__PROBLEM TO SOLVE__:
Show every line in the records below that contains the word "fabric", copying each line in full.

__INPUT RECORDS__:
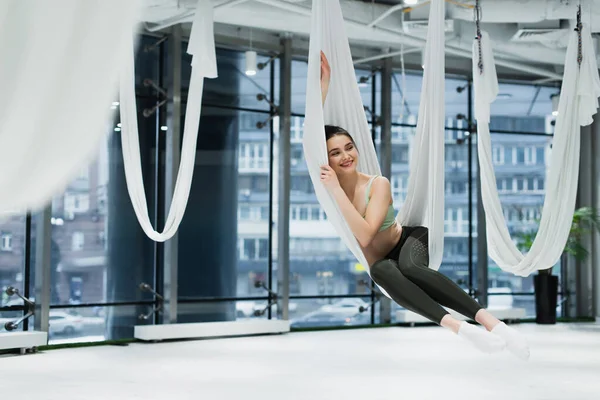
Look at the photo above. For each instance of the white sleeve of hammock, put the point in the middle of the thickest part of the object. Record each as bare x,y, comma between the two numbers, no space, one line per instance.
...
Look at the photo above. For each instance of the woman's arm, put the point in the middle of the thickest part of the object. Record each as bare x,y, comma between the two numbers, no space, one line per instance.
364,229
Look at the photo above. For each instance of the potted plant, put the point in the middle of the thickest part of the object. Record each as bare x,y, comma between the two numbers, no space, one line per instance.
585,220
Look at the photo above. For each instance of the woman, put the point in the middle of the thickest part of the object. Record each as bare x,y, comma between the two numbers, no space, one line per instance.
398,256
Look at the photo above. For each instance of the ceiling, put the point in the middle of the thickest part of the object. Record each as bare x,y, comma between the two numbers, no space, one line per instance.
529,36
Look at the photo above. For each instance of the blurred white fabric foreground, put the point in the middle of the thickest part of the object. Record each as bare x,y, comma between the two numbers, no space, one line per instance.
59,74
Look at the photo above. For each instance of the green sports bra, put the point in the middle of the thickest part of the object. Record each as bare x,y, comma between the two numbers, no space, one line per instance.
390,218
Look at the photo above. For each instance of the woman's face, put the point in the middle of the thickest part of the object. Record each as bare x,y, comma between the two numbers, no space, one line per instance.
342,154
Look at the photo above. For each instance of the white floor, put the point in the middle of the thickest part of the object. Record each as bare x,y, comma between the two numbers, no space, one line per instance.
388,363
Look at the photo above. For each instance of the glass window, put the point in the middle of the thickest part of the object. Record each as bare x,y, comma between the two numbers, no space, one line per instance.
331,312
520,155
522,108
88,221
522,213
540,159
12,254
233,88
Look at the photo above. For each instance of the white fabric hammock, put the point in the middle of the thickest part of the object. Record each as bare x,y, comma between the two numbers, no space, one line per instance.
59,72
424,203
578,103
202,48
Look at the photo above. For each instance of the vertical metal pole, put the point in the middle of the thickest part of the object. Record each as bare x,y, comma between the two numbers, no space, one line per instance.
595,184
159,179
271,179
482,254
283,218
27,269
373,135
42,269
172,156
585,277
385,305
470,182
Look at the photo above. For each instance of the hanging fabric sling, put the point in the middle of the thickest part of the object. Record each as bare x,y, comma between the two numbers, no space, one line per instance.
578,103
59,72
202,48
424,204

__RESPONSE TO THE TASK__:
Look at the photo above. For each instance of the blurred white fabric foreground, put the point in the middle of the thickest part of the object. Record each as bare x,y, comma between the two numbers, no space, one line per instance.
Look at the photo above. For each instance of the white fabric hammock, put the point in the middle of the thickest part of the object. Record each as bare x,y, comma between the two numbers, no space, one line per instance.
Look at the photo above. For each instance of the hanging fabric sling, put the point in the middle of the thickest part of the object. Record each as bare x,y, comma between the two numbers, no space, one line per instance.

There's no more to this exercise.